§ **Provided passage**:

Thread (26 messages) 26 messages, 6 authors, 2021-09-28

Re: Redux: Backwards compatibility for XDP multi-buff

From: Zvi Effron <hidden>
Date: 2021-09-21 23:10:27
Also in: netdev

On Tue, Sep 21, 2021 at 3:14 PM Toke Høiland-Jørgensen [off-list ref] wrote:
Zvi Effron [off-list ref] writes:
quoted
On Tue, Sep 21, 2021 at 11:23 AM Toke Høiland-Jørgensen [off-list ref] wrote:
quoted
Zvi Effron [off-list ref] writes:
quoted
On Tue, Sep 21, 2021 at 9:06 AM Toke Høiland-Jørgensen [off-list ref] wrote:
quoted
Hi Lorenz (Cc. the other people who participated in today's discussion)

Following our discussion at the LPC session today, I dug up my previous
summary of the issue and some possible solutions[0]. Seems no on
actually replied last time, which is why we went with the "do nothing"
approach, I suppose. I'm including the full text of the original email
below; please take a look, and let's see if we can converge on a
consensus here.

First off, a problem description: If an existing XDP program is exposed
to an xdp_buff that is really a multi-buffer, while it will continue to
run, it may end up with subtle and hard-to-debug bugs: If it's parsing
the packet it'll only see part of the payload and not be aware of that
fact, and if it's calculating the packet length, that will also only be
wrong (only counting the first fragment).

So what to do about this? First of all, to do anything about it, XDP
programs need to be able to declare themselves "multi-buffer aware" (but
see point 1 below). We could try to auto-detect it in the verifier by
which helpers the program is using, but since existing programs could be
perfectly happy to just keep running, it probably needs to be something
the program communicates explicitly. One option is to use the
expected_attach_type to encode this; programs can then declare it in the
source by section name, or the userspace loader can set the type for
existing programs if needed.

§ **Supplied records**:
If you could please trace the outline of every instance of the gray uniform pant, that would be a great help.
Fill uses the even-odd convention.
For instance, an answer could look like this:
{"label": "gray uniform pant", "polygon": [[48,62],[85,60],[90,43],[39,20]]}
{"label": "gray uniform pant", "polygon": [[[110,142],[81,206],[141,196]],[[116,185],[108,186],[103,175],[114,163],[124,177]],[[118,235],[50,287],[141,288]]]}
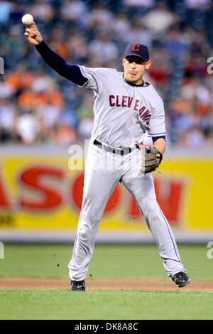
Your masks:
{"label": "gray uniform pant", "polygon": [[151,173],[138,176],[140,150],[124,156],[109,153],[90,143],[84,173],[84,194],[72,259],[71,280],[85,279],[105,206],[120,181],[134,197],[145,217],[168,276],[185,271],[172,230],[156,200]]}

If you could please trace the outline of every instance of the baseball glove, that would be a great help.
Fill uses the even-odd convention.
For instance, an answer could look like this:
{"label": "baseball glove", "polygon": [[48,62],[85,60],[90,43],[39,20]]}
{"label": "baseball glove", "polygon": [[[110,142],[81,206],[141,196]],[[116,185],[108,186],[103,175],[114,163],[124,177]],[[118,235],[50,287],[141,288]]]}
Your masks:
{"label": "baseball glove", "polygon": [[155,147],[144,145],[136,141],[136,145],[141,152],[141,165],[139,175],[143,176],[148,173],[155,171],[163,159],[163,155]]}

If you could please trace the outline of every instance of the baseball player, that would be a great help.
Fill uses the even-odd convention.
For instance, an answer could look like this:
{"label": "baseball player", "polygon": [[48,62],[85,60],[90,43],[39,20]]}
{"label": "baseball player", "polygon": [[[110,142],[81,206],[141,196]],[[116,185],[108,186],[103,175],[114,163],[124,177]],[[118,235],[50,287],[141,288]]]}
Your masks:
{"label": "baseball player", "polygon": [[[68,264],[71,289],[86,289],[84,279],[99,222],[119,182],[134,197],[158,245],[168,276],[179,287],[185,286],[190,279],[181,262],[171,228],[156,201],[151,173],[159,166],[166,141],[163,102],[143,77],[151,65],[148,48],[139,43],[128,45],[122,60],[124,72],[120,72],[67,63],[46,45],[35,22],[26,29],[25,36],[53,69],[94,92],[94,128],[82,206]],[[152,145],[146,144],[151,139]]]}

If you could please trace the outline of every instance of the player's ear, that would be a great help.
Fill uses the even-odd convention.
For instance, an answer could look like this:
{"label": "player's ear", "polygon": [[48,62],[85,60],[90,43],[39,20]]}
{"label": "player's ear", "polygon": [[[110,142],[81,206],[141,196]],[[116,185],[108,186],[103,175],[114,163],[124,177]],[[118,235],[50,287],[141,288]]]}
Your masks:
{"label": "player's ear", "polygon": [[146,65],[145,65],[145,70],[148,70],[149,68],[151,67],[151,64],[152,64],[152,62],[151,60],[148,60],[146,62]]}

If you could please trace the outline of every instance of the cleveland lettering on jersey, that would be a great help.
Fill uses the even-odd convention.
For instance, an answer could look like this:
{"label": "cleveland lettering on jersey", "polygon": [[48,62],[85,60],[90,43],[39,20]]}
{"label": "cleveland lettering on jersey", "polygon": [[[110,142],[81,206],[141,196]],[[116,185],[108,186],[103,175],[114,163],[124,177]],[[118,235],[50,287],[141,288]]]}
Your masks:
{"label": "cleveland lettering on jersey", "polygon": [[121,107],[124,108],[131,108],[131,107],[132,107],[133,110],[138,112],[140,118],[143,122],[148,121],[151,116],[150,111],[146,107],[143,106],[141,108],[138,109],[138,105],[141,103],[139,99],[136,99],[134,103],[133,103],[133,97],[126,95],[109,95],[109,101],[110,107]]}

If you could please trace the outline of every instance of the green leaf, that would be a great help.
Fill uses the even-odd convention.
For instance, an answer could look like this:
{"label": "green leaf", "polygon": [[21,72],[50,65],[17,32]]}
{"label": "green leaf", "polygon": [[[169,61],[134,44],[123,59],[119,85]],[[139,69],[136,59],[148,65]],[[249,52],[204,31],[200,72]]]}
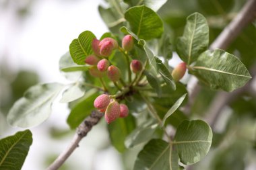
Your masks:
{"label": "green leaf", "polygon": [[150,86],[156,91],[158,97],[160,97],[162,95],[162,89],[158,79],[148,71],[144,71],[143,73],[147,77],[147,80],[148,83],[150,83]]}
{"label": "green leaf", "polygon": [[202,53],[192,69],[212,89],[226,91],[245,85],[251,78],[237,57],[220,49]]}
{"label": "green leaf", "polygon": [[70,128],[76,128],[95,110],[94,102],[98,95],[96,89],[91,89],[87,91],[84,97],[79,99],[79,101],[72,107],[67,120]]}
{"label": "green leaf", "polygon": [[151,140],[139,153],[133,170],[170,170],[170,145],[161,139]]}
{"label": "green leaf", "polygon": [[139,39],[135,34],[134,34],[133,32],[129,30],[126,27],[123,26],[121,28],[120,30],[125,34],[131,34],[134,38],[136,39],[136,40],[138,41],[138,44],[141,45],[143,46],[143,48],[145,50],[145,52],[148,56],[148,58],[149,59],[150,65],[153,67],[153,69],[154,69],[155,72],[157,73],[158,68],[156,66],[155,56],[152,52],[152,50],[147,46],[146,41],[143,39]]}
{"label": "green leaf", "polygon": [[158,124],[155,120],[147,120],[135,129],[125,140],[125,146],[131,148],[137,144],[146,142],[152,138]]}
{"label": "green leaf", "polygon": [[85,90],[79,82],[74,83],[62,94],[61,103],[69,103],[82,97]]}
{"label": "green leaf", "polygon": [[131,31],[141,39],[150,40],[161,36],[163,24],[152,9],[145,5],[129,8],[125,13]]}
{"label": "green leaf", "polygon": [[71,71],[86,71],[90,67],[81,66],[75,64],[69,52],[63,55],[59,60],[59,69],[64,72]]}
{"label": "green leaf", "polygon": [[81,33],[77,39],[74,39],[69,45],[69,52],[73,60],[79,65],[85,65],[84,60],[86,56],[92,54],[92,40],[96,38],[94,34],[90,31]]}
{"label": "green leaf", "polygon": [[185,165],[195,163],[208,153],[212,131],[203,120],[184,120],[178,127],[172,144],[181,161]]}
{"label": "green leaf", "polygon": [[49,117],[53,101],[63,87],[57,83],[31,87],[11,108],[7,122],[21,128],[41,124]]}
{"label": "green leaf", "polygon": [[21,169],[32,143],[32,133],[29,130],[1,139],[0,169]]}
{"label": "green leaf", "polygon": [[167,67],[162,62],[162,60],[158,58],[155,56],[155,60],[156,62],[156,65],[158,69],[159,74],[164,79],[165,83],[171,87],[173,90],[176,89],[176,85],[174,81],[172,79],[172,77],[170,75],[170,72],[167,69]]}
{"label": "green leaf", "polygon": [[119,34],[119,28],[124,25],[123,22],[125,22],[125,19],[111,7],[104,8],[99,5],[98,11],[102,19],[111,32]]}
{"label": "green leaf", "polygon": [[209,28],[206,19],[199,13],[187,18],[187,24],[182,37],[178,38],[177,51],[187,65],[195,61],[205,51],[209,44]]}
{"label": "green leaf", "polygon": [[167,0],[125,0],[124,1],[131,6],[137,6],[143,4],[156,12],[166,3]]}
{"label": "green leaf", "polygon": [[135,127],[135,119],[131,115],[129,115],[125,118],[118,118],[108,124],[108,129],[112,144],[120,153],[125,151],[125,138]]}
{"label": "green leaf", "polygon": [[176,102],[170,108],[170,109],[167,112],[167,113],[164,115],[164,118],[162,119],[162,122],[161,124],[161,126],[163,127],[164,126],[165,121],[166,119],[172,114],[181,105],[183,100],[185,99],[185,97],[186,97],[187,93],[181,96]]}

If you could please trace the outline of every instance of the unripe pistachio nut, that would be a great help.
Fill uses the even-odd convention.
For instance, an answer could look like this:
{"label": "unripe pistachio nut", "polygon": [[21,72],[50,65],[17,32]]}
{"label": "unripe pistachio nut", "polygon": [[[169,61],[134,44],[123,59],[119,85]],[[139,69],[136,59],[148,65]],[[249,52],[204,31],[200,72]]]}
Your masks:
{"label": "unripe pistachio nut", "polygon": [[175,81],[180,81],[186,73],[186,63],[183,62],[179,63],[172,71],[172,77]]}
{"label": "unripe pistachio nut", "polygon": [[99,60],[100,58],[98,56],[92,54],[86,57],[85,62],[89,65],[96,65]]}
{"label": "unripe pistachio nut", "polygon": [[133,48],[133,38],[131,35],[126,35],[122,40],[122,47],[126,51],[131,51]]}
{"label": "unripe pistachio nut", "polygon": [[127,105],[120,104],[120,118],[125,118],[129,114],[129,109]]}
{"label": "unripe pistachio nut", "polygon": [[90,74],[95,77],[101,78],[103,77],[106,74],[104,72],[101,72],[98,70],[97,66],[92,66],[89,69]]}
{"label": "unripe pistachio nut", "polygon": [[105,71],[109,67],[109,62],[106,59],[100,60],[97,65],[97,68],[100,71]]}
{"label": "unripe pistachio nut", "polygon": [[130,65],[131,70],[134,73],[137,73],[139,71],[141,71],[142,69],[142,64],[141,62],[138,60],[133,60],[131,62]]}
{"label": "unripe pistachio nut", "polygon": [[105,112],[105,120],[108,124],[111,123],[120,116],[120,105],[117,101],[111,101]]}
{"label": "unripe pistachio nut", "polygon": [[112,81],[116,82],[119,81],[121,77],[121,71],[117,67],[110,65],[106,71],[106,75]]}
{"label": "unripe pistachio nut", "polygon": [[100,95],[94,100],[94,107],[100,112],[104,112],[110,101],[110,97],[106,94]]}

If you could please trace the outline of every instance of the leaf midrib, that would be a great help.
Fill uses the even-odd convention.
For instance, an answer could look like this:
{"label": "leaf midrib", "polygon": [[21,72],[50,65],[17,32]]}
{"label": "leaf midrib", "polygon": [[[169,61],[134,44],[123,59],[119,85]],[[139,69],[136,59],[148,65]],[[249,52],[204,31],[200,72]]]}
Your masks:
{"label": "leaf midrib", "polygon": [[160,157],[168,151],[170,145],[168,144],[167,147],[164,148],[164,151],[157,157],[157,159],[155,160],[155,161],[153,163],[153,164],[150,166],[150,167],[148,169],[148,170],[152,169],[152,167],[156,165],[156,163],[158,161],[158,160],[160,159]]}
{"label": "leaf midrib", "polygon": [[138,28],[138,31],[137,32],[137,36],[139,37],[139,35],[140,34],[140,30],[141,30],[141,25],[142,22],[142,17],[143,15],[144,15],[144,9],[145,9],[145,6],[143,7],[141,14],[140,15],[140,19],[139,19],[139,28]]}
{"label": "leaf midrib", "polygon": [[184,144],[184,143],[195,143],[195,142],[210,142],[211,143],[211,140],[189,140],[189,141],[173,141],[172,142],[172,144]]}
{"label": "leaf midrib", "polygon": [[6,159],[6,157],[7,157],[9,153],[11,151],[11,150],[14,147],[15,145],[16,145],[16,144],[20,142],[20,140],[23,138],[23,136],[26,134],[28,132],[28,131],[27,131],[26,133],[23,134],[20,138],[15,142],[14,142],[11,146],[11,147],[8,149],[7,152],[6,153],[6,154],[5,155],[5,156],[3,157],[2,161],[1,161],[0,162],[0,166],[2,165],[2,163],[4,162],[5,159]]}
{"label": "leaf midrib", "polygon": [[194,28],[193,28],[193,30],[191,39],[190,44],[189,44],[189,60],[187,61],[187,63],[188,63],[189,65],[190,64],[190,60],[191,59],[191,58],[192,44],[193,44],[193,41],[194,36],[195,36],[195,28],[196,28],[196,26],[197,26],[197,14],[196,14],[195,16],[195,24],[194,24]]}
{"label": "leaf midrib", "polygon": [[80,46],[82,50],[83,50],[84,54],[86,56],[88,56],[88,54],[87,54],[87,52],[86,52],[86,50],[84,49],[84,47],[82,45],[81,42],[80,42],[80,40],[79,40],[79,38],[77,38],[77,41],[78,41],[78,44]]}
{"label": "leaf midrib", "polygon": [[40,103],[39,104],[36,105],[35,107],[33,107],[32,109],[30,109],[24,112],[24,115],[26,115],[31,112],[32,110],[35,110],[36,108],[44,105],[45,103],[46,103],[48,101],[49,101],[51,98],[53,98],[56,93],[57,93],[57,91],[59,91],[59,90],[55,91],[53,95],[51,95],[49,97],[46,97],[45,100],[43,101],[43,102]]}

§ **What to do**:
a - Answer these questions about the XDP multi-buffer thread:
(i) Who sent the message dated 2021-09-21 23:10:27?
(ii) When an existing program calculates the packet length of a multi-buffer, what does it count?
(iii) Which field is proposed for encoding that a program is multi-buffer aware?
b - Revise the XDP multi-buffer thread from "approach, I suppose." up to and including "the first fragment).", replacing "payload" with "packet data".

§ **Responses to the exercise**:
a -
(i) Zvi Effron
(ii) Only the first fragment
(iii) expected_attach_type

b -
approach, I suppose. I'm including the full text of the original email
below; please take a look, and let's see if we can converge on a
consensus here.

First off, a problem description: If an existing XDP program is exposed
to an xdp_buff that is really a multi-buffer, while it will continue to
run, it may end up with subtle and hard-to-debug bugs: If it's parsing
the packet it'll only see part of the packet data and not be aware of that
fact, and if it's calculating the packet length, that will also only be
wrong (only counting the first fragment).